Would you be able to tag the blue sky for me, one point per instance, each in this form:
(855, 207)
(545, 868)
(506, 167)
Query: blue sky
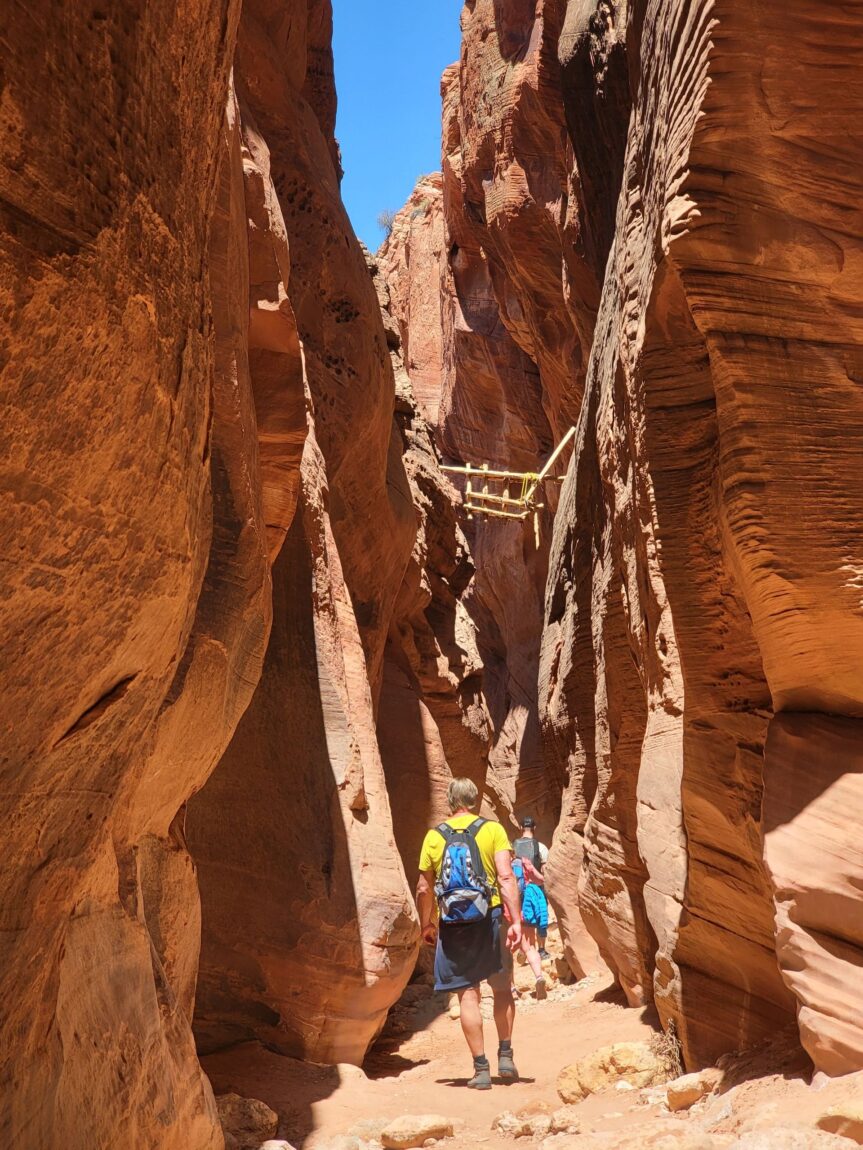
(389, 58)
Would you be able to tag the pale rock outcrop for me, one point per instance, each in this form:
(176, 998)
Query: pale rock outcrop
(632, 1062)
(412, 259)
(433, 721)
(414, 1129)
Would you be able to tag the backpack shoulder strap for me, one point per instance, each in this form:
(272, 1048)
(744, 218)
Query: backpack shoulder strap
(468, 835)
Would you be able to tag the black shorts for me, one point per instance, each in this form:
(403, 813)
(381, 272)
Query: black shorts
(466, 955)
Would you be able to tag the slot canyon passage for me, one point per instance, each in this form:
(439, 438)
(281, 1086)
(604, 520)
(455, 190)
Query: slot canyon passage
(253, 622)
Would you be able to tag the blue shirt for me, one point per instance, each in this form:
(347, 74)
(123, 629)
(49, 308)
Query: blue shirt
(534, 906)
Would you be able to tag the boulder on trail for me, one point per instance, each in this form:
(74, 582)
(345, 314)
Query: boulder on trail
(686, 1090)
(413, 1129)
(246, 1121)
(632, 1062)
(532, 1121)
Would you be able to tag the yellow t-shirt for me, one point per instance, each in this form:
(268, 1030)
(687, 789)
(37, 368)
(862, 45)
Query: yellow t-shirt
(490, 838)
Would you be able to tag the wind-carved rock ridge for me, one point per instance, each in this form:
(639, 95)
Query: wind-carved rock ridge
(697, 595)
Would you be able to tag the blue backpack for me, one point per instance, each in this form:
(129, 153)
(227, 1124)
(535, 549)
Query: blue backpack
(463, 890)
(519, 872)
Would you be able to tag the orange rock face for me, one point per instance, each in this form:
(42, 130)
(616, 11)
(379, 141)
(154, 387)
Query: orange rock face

------------------------------------------------------------------------

**Given problem**
Render every line of the listing above as a Markdown table with the columns Row and Line, skipping blank lines and leaving the pictures out.

**Written response**
| Row | Line |
|---|---|
| 1 | Would you be able to tag the blue sky for me, one point per instance, each in this form: |
| 2 | (855, 207) |
| 3 | (545, 868) |
| 4 | (506, 167) |
| 5 | Query: blue sky |
| 6 | (389, 58) |
| 7 | Would you be able to tag the pale rock outcrop for me, one point per instance, each in this form: |
| 8 | (176, 998) |
| 9 | Query: pale rock outcrop |
| 10 | (632, 1062) |
| 11 | (412, 259) |
| 12 | (433, 721) |
| 13 | (414, 1129) |
| 14 | Would you be able to tag the backpack shoulder strap for me, one point per instance, each in this form: |
| 15 | (272, 1048) |
| 16 | (744, 218) |
| 17 | Query: backpack shoulder strap |
| 18 | (468, 835) |
| 19 | Would you be able to tag the black shorts for me, one point per instance, each in this form: |
| 20 | (403, 813) |
| 21 | (381, 272) |
| 22 | Query: black shorts |
| 23 | (466, 955) |
| 24 | Would you be able to tag the slot canyon passage for me, one point per instance, each in this form: |
| 25 | (439, 438) |
| 26 | (281, 1086) |
| 27 | (604, 520) |
| 28 | (455, 190) |
| 29 | Query: slot canyon passage |
| 30 | (253, 622) |
| 31 | Would you be able to tag the blue shirt for me, one point per instance, each in this form: |
| 32 | (347, 74) |
| 33 | (123, 629) |
| 34 | (49, 308) |
| 35 | Query: blue shirt |
| 36 | (534, 906) |
| 37 | Would you be able to tag the boulder on trail for me, one point per instance, each in this form: |
| 38 | (74, 582) |
| 39 | (345, 314) |
| 40 | Query: boulder on trail |
| 41 | (686, 1090) |
| 42 | (413, 1129) |
| 43 | (246, 1121) |
| 44 | (632, 1062) |
| 45 | (532, 1121) |
| 46 | Would you be able to tag the yellow t-shirt for me, one point per instance, each in this form: |
| 47 | (268, 1030) |
| 48 | (687, 789) |
| 49 | (37, 368) |
| 50 | (862, 45) |
| 51 | Query: yellow t-shirt |
| 52 | (490, 838) |
| 53 | Would you be able to tag the wind-carved rock ridge for me, one point per instance, each in this form: |
| 54 | (639, 95) |
| 55 | Query: wind-carved rock ridge |
| 56 | (697, 595) |
| 57 | Would you be able to tag the blue backpack for me, one point per instance, each in this form: |
| 58 | (129, 153) |
| 59 | (227, 1124) |
| 60 | (535, 549) |
| 61 | Query: blue backpack |
| 62 | (463, 890) |
| 63 | (519, 872) |
| 64 | Would you be able to tag the orange rock face for me, one point per instance, each in this form: |
| 65 | (42, 130) |
| 66 | (616, 11) |
| 67 | (379, 141) |
| 68 | (154, 387) |
| 69 | Query: orange rock face |